▶ DOCUMENT PASSAGE
I Just Wanna Be a Sheep

Perhaps you’ve heard the kids at church sing this song:

I just wanna be a sheep, 

Baa baa baa baa baa. 

I just wanna be a sheep, 

Baa baa baa baa baa 

I pray the Lord my soul to keep. 

I just wanna be a sheep, 

Baa baa baa baa baa!

“I Just Wanna Be A Sheep” hardly seems like a church revival song. We humor the kids as they innocently sing, “Baa, baa, baa.”

My church recently finished a study about The Lamb of God. One of the books we used was “A Shepherd Looks at the Lamb of God” by Phillip Keller. A longtime shepherd, Phillip flipped our thinking about cute little lambs with these words:

In the traditional life of the eastern shepherds, the stray sheep were always retrieved and gathered up by the shepherd’s pet lamb. Every shepherd owned a special, hand-reared pet lamb who was considered almost as affectionately as his own children.

Like a veritable shadow, wherever the shepherd went, the pet lamb followed. Wherever he walked, the pet lamb walked. And whenever the shepherd set out into the wild pastures, the upland range or rough hill country to gather his stray stragglers, full responsibility for their safe return rested on the pet lamb.

▶ EXERCISE INPUT

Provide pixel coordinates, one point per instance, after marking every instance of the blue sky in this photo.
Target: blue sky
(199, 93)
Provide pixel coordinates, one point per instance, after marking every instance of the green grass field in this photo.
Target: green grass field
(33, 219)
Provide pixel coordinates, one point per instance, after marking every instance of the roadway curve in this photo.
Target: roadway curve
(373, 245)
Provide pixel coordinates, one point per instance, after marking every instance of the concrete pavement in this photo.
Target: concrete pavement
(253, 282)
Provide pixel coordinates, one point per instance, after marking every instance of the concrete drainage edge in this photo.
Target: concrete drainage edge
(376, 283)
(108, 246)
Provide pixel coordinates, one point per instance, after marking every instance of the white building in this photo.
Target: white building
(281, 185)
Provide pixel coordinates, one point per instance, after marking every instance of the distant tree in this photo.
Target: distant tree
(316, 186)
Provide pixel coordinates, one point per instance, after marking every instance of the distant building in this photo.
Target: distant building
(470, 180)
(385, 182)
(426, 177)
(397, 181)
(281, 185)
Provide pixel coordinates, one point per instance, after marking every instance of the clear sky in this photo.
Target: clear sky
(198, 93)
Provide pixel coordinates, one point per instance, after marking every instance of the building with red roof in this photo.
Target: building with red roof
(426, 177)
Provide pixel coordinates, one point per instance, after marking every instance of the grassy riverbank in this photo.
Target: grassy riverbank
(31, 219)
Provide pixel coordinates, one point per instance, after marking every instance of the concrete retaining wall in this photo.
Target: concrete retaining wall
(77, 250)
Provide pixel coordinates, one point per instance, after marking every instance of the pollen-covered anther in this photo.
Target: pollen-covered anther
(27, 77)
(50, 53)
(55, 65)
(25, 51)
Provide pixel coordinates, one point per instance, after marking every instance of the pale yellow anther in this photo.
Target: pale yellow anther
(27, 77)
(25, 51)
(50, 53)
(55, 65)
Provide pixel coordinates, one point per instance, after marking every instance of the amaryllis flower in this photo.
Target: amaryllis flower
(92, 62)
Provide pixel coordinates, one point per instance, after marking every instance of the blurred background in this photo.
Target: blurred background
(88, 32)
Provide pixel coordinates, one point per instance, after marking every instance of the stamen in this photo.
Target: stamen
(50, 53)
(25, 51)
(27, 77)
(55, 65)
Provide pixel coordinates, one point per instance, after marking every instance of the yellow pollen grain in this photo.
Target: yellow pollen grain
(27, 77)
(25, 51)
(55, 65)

▶ TO DO
a) Decide whether each statement agrees with the sheep song piece, answering yes or no and quoting the deciding words: (i) The church study was about The Lamb of God. (ii) Stray sheep were gathered up by the shepherd's dog. (iii) Phillip Keller was a longtime shepherd.
b) Put lines of the records into a JSON list of strings, one string per line and blank lines left out, starting at the line that contains "tree in this photo." and stopping after the final line of the records.
The records are unrelated to the sheep song piece.

▶ EXPECTED RESPONSES
a)
(i) Yes: "My church recently finished a study about The Lamb of God."
(ii) No: "the stray sheep were always retrieved and gathered up by the shepherd’s pet lamb."
(iii) Yes: "A longtime shepherd, Phillip flipped our thinking about cute little lambs with these words"

b)
[
  "Provide pixel coordinates, one point per instance, after marking every instance of the distant tree in this photo.",
  "Target: distant tree",
  "(316, 186)",
  "Provide pixel coordinates, one point per instance, after marking every instance of the distant building in this photo.",
  "Target: distant building",
  "(470, 180)",
  "(385, 182)",
  "(426, 177)",
  "(397, 181)",
  "(281, 185)",
  "Provide pixel coordinates, one point per instance, after marking every instance of the clear sky in this photo.",
  "Target: clear sky",
  "(198, 93)",
  "Provide pixel coordinates, one point per instance, after marking every instance of the building with red roof in this photo.",
  "Target: building with red roof",
  "(426, 177)",
  "Provide pixel coordinates, one point per instance, after marking every instance of the grassy riverbank in this photo.",
  "Target: grassy riverbank",
  "(31, 219)",
  "Provide pixel coordinates, one point per instance, after marking every instance of the concrete retaining wall in this photo.",
  "Target: concrete retaining wall",
  "(77, 250)",
  "Provide pixel coordinates, one point per instance, after marking every instance of the pollen-covered anther in this photo.",
  "Target: pollen-covered anther",
  "(27, 77)",
  "(50, 53)",
  "(55, 65)",
  "(25, 51)",
  "Provide pixel coordinates, one point per instance, after marking every instance of the pale yellow anther in this photo.",
  "Target: pale yellow anther",
  "(27, 77)",
  "(25, 51)",
  "(50, 53)",
  "(55, 65)",
  "Provide pixel coordinates, one point per instance, after marking every instance of the amaryllis flower in this photo.",
  "Target: amaryllis flower",
  "(92, 62)",
  "Provide pixel coordinates, one point per instance, after marking every instance of the blurred background in this photo.",
  "Target: blurred background",
  "(88, 32)",
  "Provide pixel coordinates, one point per instance, after marking every instance of the stamen in this photo.",
  "Target: stamen",
  "(50, 53)",
  "(25, 51)",
  "(27, 77)",
  "(55, 65)",
  "Provide pixel coordinates, one point per instance, after marking every instance of the yellow pollen grain in this photo.",
  "Target: yellow pollen grain",
  "(27, 77)",
  "(25, 51)",
  "(55, 65)"
]